YOUR INSTRUCTIONS -
Pull out every line from the line containing "of the aqueduct" through the end of the material, both ends included, and reproduce it exactly. Keep pictures out.

WORKING DATA -

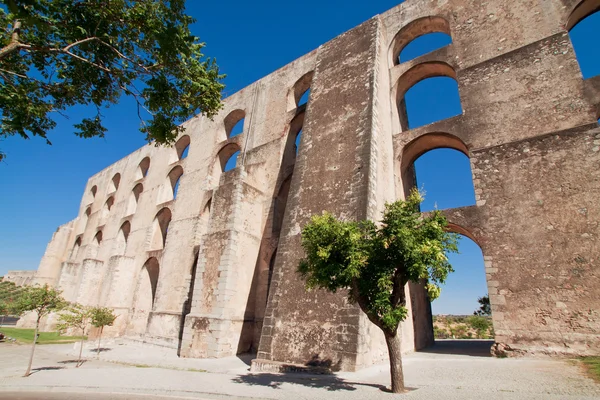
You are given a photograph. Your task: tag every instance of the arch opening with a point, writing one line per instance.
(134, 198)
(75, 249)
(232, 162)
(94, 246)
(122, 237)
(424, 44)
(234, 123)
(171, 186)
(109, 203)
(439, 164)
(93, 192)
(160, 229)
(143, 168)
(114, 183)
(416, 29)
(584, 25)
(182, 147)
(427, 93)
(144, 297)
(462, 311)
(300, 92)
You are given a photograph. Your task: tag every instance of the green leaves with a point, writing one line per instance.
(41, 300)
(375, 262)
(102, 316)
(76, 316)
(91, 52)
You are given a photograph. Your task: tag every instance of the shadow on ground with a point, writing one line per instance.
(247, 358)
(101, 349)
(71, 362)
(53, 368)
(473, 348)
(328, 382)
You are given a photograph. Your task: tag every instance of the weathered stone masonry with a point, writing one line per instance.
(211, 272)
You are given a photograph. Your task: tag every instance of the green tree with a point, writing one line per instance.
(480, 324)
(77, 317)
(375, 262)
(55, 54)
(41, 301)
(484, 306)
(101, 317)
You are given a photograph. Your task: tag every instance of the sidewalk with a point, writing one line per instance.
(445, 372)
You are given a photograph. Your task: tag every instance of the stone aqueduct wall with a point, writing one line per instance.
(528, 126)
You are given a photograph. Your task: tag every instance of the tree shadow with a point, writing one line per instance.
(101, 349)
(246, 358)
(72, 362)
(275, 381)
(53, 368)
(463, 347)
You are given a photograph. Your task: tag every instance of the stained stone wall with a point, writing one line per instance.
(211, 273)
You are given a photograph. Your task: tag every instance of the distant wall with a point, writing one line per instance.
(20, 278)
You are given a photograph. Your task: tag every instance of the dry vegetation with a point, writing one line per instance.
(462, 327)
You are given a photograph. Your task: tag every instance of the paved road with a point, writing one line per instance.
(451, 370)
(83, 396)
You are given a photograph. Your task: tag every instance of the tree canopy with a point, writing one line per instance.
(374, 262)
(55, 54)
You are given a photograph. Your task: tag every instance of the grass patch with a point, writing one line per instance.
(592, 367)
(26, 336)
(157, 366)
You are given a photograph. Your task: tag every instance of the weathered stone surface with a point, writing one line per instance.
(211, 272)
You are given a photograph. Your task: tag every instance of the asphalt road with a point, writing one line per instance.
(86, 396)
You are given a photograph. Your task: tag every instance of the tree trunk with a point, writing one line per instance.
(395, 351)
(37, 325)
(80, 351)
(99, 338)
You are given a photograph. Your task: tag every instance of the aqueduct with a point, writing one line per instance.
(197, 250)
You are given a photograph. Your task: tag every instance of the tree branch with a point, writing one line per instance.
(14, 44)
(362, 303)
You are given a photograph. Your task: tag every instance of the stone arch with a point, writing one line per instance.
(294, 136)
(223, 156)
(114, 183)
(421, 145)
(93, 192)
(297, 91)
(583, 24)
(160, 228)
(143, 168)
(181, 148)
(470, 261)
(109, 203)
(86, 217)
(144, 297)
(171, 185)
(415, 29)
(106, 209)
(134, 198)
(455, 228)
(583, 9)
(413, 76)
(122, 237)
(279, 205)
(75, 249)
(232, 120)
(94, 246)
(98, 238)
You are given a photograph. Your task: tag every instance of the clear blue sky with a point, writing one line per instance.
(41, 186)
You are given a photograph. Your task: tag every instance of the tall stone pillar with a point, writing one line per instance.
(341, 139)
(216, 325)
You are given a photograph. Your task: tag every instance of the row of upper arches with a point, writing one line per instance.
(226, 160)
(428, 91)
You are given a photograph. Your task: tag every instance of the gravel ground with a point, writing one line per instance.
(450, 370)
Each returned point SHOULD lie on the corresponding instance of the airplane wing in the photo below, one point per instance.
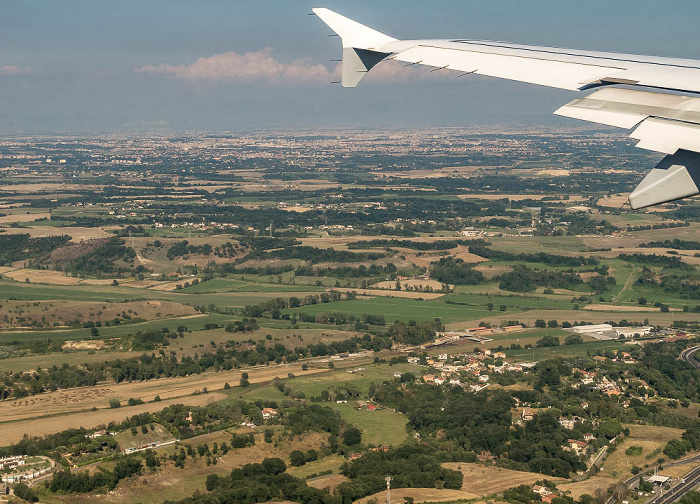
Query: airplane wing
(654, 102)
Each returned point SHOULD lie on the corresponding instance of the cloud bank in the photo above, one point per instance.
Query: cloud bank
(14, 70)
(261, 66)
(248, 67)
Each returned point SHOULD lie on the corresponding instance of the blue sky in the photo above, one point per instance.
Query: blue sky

ANSWER FOR THE TASK -
You are given a photograph. Your task: tag every instance of the aqueduct with a point, writing one line per instance.
(197, 250)
You are given a photograph. Your task: tag every instance of the tree branch with a point, writing one line per instance.
(14, 44)
(362, 303)
You are given a photograph. Your task: tag every instance of the stone arch with a point, writing one line per instance.
(294, 136)
(223, 156)
(114, 183)
(421, 145)
(93, 192)
(297, 91)
(583, 24)
(160, 228)
(143, 168)
(181, 148)
(470, 261)
(109, 203)
(86, 217)
(144, 297)
(171, 185)
(415, 29)
(106, 209)
(134, 198)
(455, 228)
(583, 9)
(413, 76)
(122, 237)
(279, 205)
(75, 249)
(232, 120)
(94, 246)
(98, 238)
You are given a photograph. Your task: tag every instance of the clear blue sky with a point, writing one line per instance.
(41, 186)
You are given a photograph. Your task: tag every instance of the tall stone pillar with a point, writing one line per instance.
(341, 139)
(216, 325)
You are given a photograph. Your task: tag every instance of the row of upper arches with a point, writing one line per instance.
(226, 160)
(428, 91)
You are given a photograph. Your task: tag every instance of the gravel ground with a point, writing one line per instance.
(450, 370)
Each returned point SHOULD lie on the corresponding instance of the airplane wing in the photo below, one point per instance.
Query: airplane wing
(654, 102)
Each returned point SHOULD lie on the corresponding instance of the cloud bank in the photo above, one point per instance.
Query: cloud bank
(14, 70)
(261, 66)
(248, 67)
Each returned point SHOULD lie on the corresponding instance of the blue sky in the photo above, one point per instance.
Query: blue sky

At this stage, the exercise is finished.